JOB ▸ Rewrite the stretch from the line containing "mask job: ocean water" through the line containing "POLYGON ((220 124, 209", replacing "ocean water" with "open sea" and leaving everything else unchanged.

>> BEGIN TASK INPUT

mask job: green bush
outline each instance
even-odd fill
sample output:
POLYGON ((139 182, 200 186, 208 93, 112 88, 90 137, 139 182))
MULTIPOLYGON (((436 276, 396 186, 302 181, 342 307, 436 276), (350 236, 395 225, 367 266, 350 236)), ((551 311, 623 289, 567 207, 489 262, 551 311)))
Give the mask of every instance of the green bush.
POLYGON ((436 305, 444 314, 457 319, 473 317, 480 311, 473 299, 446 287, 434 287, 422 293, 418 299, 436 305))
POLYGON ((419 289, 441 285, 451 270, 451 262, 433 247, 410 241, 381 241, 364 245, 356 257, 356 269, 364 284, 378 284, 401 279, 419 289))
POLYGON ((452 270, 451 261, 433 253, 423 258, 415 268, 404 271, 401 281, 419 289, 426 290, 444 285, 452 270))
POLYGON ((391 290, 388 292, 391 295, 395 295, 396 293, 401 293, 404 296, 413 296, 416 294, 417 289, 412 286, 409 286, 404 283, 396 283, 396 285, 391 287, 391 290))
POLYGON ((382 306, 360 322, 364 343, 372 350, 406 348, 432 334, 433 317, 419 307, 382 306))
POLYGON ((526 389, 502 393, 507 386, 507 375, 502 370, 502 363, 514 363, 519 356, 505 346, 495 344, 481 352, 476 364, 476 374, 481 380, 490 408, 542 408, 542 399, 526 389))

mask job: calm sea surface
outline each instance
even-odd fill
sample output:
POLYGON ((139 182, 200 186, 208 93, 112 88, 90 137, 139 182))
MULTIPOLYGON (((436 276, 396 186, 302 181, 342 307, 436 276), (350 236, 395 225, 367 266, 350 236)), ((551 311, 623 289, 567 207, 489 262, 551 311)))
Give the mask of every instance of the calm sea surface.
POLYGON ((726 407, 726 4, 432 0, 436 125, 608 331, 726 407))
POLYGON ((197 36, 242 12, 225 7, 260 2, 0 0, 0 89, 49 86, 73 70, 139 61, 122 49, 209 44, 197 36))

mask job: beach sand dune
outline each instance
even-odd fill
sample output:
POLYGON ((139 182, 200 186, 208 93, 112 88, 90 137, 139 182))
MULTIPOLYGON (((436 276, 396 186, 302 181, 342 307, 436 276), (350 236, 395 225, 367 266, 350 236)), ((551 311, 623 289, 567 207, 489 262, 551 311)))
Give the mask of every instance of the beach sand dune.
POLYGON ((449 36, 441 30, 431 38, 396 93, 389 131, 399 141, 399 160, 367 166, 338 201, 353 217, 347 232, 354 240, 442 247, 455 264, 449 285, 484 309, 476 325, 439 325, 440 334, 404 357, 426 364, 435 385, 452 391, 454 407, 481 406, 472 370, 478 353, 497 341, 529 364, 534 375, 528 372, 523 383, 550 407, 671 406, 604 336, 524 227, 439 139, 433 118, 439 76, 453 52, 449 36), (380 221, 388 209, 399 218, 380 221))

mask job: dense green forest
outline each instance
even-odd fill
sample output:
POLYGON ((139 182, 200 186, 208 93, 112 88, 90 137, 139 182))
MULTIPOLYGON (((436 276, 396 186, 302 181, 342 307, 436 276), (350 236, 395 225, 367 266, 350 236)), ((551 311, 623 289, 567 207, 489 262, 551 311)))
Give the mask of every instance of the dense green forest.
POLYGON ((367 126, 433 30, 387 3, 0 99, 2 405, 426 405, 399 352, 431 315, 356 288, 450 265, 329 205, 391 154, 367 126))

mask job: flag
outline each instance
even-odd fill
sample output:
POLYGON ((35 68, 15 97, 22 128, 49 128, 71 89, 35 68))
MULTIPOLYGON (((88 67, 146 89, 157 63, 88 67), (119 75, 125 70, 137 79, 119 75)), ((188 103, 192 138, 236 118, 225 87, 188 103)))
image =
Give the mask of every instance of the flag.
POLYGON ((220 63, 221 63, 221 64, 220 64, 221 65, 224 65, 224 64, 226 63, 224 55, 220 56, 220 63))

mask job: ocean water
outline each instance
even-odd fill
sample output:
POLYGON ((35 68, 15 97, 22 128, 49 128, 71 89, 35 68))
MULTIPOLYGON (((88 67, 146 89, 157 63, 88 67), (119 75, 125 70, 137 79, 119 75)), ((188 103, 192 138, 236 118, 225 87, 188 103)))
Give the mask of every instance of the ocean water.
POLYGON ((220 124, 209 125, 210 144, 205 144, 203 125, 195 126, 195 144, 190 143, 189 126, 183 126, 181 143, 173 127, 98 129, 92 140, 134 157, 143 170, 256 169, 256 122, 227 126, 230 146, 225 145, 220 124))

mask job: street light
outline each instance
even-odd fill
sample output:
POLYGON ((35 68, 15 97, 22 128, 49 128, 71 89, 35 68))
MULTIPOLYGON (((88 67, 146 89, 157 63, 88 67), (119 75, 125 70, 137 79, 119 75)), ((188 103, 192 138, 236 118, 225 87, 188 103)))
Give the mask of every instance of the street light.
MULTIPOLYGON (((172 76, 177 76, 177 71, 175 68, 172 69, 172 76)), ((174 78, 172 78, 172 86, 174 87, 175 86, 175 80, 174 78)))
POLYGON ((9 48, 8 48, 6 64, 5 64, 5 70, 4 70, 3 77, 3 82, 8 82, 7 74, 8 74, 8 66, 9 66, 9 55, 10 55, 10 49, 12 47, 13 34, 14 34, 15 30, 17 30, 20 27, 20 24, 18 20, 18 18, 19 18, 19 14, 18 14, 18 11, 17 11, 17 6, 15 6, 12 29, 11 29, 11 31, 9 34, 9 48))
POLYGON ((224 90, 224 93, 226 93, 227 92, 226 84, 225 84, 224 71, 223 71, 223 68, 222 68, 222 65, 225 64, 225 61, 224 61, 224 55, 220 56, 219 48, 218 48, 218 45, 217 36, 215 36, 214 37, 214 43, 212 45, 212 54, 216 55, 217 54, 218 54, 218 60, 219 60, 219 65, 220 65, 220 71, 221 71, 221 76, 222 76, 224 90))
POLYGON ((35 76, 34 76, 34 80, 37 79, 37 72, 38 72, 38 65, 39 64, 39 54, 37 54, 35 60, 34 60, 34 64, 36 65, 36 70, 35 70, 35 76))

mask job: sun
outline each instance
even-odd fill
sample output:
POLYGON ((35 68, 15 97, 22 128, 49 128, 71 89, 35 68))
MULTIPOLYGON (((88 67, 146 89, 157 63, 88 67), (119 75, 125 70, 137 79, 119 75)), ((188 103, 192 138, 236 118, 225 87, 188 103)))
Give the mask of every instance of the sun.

>> END TASK INPUT

TASK ANSWER ▸
mask job: open sea
outline each instance
even-odd fill
sample output:
POLYGON ((35 68, 15 97, 22 128, 49 128, 71 89, 35 68))
MULTIPOLYGON (((88 67, 146 89, 157 63, 88 67), (119 75, 125 70, 137 79, 119 75)), ((188 103, 192 138, 236 118, 225 87, 188 103)))
Give the mask of every instance of the open sea.
POLYGON ((220 124, 209 125, 210 144, 205 144, 203 125, 195 126, 195 144, 190 143, 189 126, 183 126, 181 143, 173 127, 98 129, 92 140, 134 157, 143 170, 256 169, 256 122, 227 126, 230 146, 225 145, 220 124))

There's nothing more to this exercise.